#### [Cosa farai]
- A) Nel brano sull'infinito, chi è stato il primo nella storia della filosofia a parlare dell'infinito come principio primo della realtà?
- B) Modifica il tratto del brano sull'infinito che va da "Conta le stelle, se" fino a "il concetto dell’Uno.", mettendo "bambini" al posto di "ragazzi".

#### [Brano del testo]
-----

Il processo all’infinito nella prova dell’esistenza di Dio - Prima Parte (1/2)

 

Il processo all’infinito nella prova dell’esistenza di Dio

Prima Parte (1/2)

La sua grandezza non si può misurare

Sal 145,3

Conta le stelle, se riesci

                   Gen15,5

 

Come è nata l’idea dell’infinito?

La parola «infinito» è di uso comune ed ha per noi un significato ovvio, che impariamo senza difficoltà fin da ragazzi: un numero infinito, un amore infinito, un bene infinito, il verbo all’infinito, lo spazio infinito. Diciamo che Dio è infinito, che l’uomo ha una dignità infinita, parliamo di un progresso infinito.

Nella storia della filosofia il primo a parlare dell’infinito o indeterminato (àpeiron) come principio primo della realtà è stato Anassimandro nel sec.VI a.C. È interessante come egli abbia saputo coglierne il significato divino al quale ha associato il concetto dell’Uno.

-----

#### [Dati registrati]
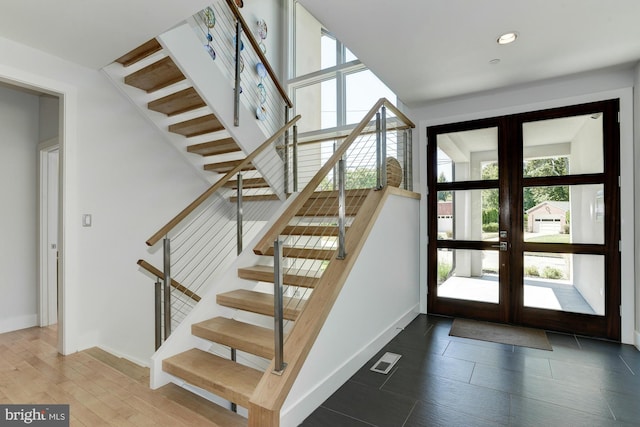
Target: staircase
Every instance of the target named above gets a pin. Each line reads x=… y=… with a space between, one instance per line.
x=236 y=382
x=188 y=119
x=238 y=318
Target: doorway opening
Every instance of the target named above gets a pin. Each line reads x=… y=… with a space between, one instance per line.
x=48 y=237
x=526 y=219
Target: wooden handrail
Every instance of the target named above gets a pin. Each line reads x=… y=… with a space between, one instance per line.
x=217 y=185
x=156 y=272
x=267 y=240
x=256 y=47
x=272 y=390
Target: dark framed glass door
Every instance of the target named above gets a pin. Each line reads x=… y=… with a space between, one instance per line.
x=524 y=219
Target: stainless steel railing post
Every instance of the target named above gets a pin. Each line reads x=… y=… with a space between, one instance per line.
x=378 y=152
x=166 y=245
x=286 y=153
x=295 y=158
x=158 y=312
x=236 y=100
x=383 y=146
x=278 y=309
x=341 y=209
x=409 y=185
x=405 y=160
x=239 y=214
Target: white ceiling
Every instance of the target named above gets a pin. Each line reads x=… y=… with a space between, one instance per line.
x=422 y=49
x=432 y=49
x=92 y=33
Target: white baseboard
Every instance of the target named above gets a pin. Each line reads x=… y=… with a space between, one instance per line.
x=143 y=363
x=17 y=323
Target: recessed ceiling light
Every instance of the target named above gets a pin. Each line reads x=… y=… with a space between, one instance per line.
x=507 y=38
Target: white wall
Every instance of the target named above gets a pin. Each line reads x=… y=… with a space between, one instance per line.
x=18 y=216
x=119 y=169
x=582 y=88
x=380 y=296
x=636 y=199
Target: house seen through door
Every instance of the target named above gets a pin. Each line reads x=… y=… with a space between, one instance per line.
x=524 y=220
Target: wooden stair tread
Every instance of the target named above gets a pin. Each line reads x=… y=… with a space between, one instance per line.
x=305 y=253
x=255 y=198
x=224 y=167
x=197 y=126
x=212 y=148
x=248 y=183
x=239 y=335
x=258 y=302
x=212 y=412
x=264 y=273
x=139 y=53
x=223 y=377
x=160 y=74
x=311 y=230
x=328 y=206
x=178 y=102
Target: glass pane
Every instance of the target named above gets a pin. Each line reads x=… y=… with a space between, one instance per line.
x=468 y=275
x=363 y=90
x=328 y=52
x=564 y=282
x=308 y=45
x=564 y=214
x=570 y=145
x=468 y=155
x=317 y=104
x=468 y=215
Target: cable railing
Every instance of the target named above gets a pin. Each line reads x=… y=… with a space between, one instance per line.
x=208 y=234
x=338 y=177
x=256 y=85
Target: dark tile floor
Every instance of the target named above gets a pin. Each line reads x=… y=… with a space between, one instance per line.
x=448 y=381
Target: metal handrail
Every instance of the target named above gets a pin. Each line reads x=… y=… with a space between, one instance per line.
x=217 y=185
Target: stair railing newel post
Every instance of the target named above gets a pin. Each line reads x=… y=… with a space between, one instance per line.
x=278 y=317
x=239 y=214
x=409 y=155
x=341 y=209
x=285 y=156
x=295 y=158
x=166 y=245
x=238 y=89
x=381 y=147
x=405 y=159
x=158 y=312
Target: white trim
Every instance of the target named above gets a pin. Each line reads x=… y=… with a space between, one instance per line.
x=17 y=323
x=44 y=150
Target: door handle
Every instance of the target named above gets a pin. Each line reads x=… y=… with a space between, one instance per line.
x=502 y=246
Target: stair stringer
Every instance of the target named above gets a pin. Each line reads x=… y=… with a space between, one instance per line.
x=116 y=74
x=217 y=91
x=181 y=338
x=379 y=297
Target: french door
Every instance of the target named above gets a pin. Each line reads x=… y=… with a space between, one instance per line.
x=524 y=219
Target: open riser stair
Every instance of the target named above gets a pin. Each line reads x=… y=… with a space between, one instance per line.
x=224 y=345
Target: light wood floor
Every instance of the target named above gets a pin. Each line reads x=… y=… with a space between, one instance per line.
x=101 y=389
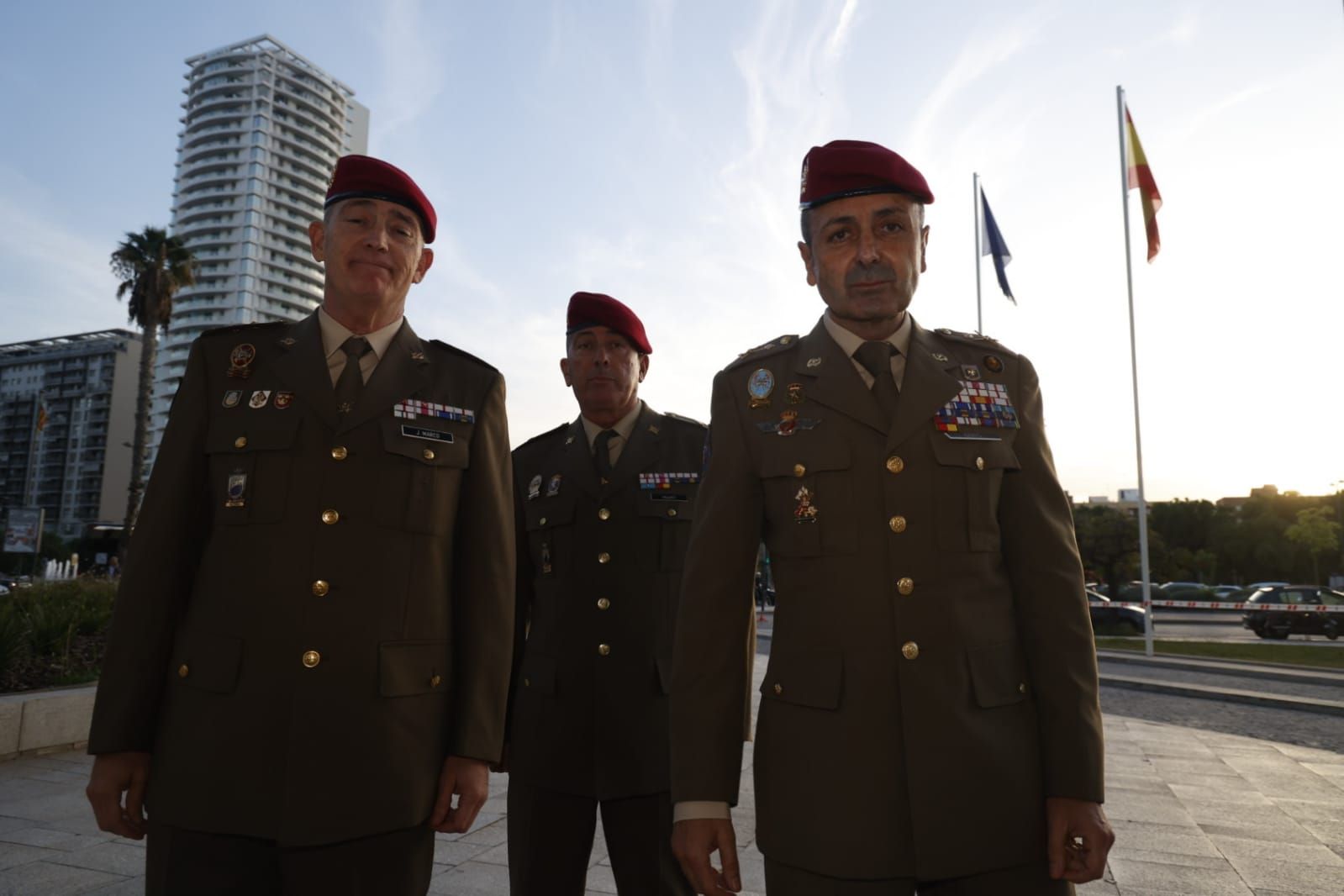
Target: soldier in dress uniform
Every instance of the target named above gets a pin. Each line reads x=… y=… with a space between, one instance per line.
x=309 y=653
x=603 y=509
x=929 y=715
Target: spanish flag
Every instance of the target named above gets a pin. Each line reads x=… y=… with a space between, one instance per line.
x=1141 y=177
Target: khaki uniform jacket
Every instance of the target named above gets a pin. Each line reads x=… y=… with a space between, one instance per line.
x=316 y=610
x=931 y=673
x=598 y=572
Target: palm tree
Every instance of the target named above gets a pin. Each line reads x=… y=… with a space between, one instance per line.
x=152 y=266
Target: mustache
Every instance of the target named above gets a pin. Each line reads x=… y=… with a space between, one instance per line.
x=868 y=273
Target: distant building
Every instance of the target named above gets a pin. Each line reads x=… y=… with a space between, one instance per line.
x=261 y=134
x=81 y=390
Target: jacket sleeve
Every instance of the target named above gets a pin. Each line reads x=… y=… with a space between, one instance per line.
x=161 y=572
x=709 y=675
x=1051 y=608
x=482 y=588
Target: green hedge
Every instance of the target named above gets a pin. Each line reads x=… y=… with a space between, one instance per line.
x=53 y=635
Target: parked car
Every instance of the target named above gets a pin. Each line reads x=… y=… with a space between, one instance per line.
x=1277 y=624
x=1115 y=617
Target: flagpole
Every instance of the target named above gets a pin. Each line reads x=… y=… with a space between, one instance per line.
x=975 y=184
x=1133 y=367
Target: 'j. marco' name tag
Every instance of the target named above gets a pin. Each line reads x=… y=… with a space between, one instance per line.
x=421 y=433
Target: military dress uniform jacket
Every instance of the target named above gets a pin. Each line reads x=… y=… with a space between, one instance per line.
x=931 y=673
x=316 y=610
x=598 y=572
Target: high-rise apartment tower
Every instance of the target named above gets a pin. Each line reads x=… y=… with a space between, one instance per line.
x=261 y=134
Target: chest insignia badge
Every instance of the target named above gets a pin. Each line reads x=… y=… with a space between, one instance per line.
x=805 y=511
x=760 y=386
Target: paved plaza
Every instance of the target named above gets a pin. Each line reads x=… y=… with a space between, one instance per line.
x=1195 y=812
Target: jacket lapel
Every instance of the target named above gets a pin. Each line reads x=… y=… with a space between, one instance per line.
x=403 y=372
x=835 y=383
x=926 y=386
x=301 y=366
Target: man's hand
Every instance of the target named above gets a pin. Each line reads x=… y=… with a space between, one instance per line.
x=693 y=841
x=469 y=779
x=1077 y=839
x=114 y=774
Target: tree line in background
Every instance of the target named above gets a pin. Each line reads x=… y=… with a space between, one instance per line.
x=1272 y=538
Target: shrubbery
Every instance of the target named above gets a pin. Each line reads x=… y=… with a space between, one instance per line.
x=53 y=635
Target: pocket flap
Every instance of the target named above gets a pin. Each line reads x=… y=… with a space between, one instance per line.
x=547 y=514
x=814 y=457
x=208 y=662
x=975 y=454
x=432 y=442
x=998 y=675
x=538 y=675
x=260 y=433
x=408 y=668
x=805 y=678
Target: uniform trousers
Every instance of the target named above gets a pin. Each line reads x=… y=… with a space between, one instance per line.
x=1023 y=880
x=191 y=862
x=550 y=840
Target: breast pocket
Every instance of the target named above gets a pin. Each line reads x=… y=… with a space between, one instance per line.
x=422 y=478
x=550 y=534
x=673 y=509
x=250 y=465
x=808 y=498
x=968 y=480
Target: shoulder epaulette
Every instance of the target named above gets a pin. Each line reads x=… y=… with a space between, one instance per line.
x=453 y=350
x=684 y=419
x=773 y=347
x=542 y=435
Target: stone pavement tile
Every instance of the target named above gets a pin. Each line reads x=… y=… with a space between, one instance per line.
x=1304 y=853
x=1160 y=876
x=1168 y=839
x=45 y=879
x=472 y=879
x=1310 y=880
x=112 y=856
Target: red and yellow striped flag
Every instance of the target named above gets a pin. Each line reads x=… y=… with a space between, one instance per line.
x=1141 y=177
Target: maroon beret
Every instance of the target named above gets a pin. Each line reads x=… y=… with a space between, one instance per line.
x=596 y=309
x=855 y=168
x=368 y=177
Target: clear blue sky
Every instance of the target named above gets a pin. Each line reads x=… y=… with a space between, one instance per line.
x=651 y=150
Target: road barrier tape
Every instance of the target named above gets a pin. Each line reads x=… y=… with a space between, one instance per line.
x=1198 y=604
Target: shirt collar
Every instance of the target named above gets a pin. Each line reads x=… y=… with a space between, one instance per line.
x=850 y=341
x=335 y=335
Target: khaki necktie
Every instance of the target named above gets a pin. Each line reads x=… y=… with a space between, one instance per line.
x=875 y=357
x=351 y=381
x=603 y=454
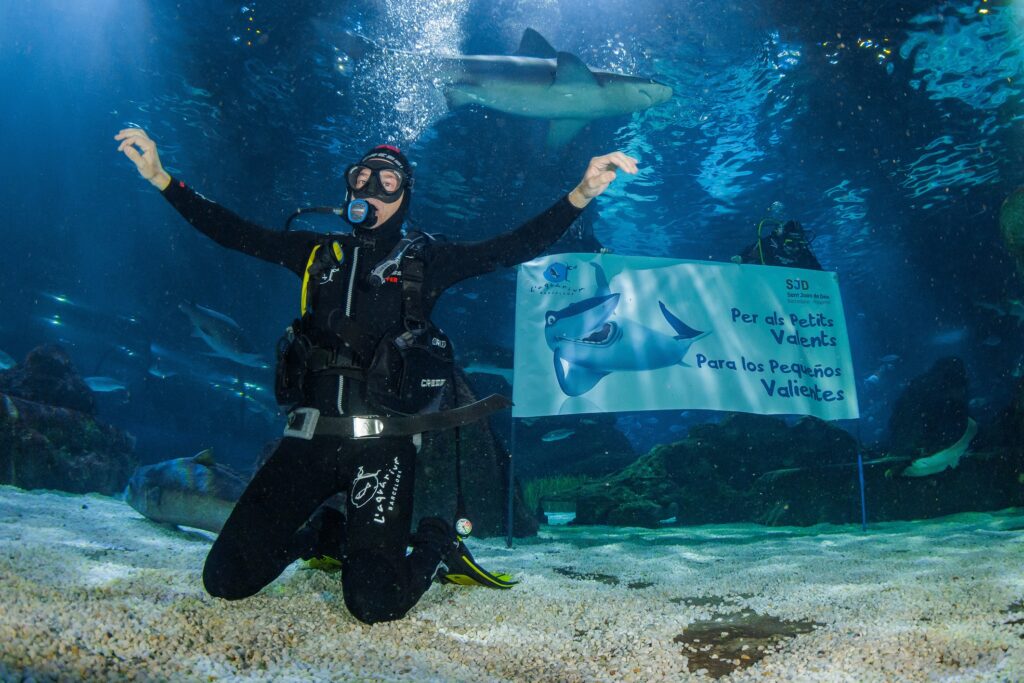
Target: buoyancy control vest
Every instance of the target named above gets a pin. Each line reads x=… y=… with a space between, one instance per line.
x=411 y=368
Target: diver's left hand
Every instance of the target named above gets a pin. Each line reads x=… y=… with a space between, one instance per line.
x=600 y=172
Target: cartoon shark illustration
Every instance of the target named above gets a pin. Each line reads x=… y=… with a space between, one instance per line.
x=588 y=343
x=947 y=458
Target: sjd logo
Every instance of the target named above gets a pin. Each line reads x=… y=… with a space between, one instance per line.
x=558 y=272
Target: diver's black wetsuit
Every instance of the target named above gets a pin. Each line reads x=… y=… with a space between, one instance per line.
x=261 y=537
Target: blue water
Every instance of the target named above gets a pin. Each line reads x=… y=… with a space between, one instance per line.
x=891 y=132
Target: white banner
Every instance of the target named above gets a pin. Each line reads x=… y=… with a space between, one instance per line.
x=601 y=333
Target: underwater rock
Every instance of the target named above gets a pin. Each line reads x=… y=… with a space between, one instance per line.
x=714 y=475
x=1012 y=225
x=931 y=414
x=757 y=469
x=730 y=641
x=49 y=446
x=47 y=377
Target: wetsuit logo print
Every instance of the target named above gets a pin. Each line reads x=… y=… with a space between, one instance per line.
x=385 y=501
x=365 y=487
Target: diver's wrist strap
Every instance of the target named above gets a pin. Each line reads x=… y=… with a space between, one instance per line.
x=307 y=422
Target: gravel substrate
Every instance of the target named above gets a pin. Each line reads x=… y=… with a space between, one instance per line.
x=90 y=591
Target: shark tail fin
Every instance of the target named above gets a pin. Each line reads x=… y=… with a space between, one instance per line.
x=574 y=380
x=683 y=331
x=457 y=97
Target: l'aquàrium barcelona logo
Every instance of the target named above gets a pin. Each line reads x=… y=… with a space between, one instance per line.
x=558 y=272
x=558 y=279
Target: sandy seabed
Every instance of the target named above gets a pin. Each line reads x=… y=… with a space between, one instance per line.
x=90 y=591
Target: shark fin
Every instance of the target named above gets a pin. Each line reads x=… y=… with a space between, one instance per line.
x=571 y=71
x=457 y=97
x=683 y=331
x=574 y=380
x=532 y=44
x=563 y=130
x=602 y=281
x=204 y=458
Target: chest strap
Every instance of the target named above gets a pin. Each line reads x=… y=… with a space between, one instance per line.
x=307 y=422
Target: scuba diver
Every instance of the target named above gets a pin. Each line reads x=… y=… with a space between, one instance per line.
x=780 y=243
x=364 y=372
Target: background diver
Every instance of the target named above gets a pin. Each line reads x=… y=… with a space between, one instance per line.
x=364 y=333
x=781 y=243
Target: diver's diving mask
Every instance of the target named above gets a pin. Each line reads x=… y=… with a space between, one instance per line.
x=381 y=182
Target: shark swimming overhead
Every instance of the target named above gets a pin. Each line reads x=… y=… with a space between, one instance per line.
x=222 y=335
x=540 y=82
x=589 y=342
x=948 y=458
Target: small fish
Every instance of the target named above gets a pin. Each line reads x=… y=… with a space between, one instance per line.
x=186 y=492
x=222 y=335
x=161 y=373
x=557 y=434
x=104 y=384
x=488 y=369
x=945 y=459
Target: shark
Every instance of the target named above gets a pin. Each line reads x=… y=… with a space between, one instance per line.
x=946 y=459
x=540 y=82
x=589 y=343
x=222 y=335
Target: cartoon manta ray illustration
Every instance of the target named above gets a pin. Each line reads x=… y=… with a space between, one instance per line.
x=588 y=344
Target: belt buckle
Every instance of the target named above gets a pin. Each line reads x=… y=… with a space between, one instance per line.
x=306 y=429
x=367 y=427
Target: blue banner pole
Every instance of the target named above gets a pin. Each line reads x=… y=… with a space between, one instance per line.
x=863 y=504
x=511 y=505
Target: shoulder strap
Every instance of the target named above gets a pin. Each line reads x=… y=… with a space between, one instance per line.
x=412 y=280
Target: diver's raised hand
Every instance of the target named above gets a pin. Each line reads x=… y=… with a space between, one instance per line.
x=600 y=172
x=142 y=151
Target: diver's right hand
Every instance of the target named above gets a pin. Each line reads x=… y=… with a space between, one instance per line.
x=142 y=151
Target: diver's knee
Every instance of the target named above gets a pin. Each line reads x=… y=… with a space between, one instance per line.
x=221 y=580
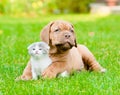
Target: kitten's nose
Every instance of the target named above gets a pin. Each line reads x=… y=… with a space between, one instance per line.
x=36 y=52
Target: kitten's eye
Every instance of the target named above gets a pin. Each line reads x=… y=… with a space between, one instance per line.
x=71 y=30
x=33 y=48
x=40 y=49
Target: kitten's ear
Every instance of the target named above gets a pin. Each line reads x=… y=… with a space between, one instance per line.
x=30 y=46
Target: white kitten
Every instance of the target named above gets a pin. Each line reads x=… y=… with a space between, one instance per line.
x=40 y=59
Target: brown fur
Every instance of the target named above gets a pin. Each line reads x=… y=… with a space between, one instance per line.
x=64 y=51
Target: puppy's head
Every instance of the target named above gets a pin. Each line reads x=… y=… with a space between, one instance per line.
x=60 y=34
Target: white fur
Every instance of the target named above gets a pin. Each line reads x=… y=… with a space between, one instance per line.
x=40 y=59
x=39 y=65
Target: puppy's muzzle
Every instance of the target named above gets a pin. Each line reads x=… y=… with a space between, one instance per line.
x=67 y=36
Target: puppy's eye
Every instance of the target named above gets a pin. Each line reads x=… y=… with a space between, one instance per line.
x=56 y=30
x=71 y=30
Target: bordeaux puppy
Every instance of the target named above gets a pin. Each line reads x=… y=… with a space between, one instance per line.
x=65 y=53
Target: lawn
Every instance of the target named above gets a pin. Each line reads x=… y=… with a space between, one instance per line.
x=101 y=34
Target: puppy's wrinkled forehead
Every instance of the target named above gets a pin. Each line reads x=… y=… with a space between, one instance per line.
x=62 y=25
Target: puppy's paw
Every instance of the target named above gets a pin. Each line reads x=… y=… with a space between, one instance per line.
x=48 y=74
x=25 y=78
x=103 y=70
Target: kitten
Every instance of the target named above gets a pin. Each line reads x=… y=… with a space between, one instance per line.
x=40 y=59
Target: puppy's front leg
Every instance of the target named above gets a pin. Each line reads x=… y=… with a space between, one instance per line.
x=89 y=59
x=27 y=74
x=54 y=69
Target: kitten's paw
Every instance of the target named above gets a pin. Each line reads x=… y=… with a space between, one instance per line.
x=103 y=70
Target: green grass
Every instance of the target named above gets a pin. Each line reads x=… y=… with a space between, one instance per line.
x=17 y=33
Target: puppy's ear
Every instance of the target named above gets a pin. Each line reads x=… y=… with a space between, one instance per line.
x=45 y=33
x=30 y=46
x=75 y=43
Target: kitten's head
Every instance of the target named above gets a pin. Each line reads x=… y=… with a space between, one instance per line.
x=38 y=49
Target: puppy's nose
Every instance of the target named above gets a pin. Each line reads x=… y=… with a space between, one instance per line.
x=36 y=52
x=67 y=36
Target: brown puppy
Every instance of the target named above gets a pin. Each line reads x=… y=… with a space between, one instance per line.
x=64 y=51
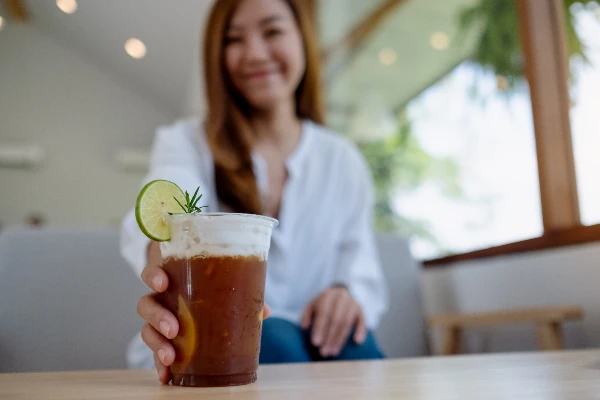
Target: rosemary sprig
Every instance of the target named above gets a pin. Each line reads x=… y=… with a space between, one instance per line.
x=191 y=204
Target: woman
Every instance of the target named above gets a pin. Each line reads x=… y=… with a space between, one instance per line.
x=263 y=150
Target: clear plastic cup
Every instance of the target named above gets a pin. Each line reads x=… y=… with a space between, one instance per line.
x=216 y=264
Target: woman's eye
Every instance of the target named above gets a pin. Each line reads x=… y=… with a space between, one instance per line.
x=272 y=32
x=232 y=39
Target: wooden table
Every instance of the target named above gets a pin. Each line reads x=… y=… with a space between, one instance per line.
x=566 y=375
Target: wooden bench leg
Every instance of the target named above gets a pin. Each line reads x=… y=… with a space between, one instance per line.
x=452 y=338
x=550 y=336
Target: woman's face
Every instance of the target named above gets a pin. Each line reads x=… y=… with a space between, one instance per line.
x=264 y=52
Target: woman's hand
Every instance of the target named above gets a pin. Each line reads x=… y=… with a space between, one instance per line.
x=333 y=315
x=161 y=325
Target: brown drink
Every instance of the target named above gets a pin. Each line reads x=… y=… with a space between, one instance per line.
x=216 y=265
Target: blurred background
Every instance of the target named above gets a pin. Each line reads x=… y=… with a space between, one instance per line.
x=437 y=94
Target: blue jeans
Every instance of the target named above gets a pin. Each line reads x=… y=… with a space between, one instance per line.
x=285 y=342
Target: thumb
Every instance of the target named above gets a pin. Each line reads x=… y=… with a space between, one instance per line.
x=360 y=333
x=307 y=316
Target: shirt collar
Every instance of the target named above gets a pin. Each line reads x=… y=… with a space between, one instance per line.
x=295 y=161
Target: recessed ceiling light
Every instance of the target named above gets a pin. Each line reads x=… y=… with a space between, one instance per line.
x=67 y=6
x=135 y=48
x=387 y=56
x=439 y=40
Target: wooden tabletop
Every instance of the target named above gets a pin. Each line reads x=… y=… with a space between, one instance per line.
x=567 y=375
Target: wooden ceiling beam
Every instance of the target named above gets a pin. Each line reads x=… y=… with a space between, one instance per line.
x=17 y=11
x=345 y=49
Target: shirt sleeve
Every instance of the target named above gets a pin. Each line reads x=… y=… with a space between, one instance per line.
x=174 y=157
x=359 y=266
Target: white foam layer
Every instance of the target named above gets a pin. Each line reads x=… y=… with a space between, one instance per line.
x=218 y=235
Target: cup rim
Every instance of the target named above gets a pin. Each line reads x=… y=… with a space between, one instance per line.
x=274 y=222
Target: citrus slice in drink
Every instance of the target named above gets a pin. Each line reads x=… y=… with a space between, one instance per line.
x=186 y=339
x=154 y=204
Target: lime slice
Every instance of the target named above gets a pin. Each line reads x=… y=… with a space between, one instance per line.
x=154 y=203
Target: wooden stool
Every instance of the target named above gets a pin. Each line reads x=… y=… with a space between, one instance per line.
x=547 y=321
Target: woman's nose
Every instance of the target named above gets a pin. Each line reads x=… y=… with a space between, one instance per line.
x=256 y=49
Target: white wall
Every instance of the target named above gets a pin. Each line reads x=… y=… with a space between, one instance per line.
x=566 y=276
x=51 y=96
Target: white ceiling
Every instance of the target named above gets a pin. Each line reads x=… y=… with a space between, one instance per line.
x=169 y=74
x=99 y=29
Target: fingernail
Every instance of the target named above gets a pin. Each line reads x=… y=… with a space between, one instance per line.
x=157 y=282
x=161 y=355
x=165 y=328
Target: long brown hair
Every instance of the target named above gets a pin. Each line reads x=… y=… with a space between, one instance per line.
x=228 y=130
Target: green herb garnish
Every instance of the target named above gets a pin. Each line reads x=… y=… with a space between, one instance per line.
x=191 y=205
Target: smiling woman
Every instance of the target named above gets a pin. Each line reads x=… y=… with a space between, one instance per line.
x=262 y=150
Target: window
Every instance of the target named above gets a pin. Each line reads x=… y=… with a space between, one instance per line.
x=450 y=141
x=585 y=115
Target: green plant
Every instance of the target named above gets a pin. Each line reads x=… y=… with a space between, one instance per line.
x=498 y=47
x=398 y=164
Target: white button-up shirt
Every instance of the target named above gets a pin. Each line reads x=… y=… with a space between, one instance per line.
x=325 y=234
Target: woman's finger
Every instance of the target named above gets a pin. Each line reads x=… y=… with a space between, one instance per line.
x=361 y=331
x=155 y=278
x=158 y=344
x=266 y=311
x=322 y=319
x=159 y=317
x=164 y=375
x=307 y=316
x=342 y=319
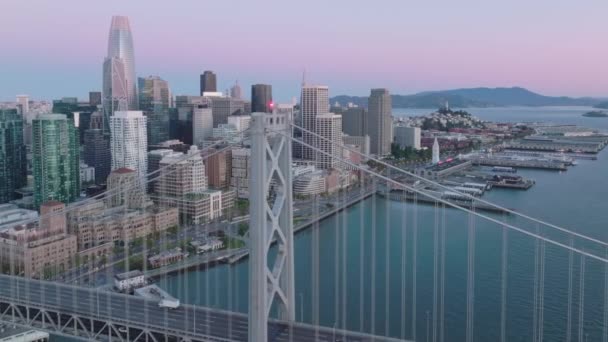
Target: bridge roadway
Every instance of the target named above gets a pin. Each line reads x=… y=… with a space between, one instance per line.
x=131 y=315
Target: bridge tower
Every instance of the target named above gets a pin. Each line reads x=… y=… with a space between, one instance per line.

-----

#### [Risultati dell'esercizio]
- A) Anassimandro, nel VI secolo a.C.

- B)
Conta le stelle, se riesci

                   Gen15,5

 

Come è nata l’idea dell’infinito?

La parola «infinito» è di uso comune ed ha per noi un significato ovvio, che impariamo senza difficoltà fin da bambini: un numero infinito, un amore infinito, un bene infinito, il verbo all’infinito, lo spazio infinito. Diciamo che Dio è infinito, che l’uomo ha una dignità infinita, parliamo di un progresso infinito.

Nella storia della filosofia il primo a parlare dell’infinito o indeterminato (àpeiron) come principio primo della realtà è stato Anassimandro nel sec.VI a.C. È interessante come egli abbia saputo coglierne il significato divino al quale ha associato il concetto dell’Uno.